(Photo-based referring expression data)
*** Begin section ***
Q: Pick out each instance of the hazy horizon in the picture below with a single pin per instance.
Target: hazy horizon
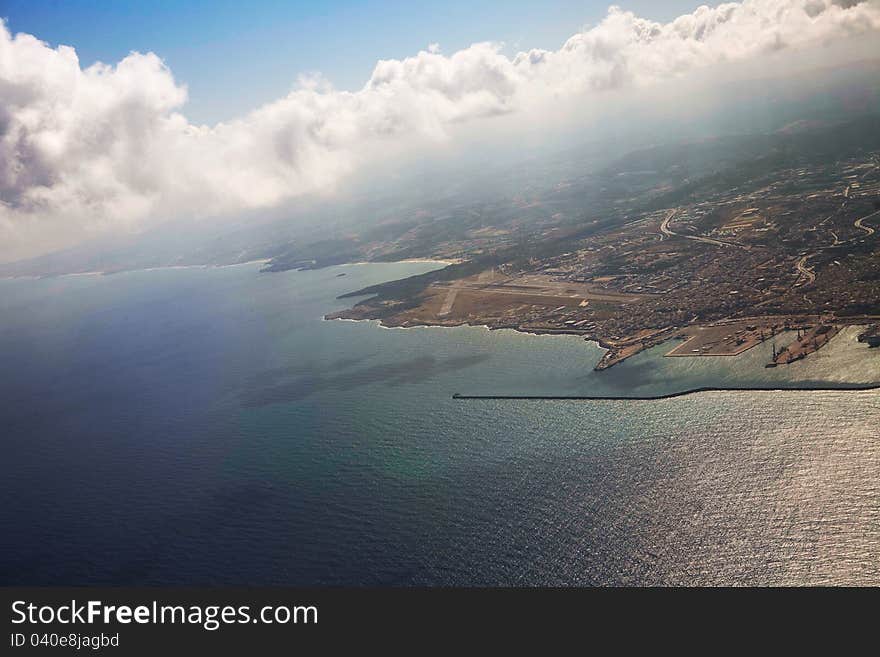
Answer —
(108, 149)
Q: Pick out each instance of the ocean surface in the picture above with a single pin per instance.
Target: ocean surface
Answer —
(206, 426)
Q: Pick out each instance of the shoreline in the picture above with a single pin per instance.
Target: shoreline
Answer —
(671, 395)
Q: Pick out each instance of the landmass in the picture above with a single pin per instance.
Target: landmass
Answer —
(780, 245)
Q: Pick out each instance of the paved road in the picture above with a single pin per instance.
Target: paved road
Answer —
(867, 229)
(803, 270)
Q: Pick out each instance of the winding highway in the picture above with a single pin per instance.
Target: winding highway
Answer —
(667, 232)
(867, 229)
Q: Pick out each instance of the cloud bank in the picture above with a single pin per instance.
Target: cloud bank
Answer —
(108, 147)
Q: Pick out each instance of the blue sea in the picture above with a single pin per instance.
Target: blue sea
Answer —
(206, 426)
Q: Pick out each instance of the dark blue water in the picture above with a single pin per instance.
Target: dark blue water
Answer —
(205, 426)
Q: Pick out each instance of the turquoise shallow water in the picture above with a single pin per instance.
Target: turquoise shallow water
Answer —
(202, 426)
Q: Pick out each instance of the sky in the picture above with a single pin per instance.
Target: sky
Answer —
(274, 41)
(117, 116)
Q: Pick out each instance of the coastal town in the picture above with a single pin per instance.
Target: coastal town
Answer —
(787, 254)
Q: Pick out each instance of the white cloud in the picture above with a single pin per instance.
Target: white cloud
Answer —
(86, 150)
*** End section ***
▶ _EXERCISE BRIEF_:
Repeat each entry exactly as given; no pictures belong in the copy.

▶ _TASK RESPONSE_:
Q: Pick out each instance of the hazy horizon in the picture below with a single pin per instance.
Target: hazy horizon
Answer —
(108, 149)
Q: Pick out each instance of the ocean surface in the picture above with a single pin per instance.
Target: ocean surface
Answer —
(206, 426)
Q: Pick out each instance of the shoreline in the picture above with a single pin per instance.
Target: shoreline
Answer —
(671, 395)
Q: Pick out each instance of the landmass in the picture above with a single pin per instance.
Target: landmass
Answer —
(780, 245)
Q: Pick out each instance of the paved road in the picture above with a single pin per instance.
Target: paved road
Answer —
(867, 229)
(803, 270)
Q: Pick out each instance of the winding highway in the picture above with a single pin per instance.
Target: winding highway
Answer —
(667, 232)
(867, 229)
Q: Pick out each instance of the cloud bank in the picture above with a single pin per instance.
Target: cloud bank
Answer —
(108, 147)
Q: Pick out each instance of the blue sea in the picture above with a single pin per instance.
Target: blue sea
Answer —
(206, 426)
Q: Pick out each instance of the dark blue water in the picture above with a single pin per instance.
Target: dark blue water
Answer —
(205, 426)
Q: Pick out each instance of the turquoise shallow water in the picture above with a single pin per instance.
Target: turquoise shallow water
Answer —
(202, 426)
Q: Pick out each instance of the sky in the picture above with a single pin per instance.
Target: sky
Answer —
(274, 41)
(117, 116)
Q: Pick out each instance of the coastal town in the picture above with a single pin per instance.
Target: coastal town
Answer —
(787, 254)
Q: Pick out each instance of the white cloud in the picture above with a single pin per instance.
Target: white cloud
Answer —
(86, 150)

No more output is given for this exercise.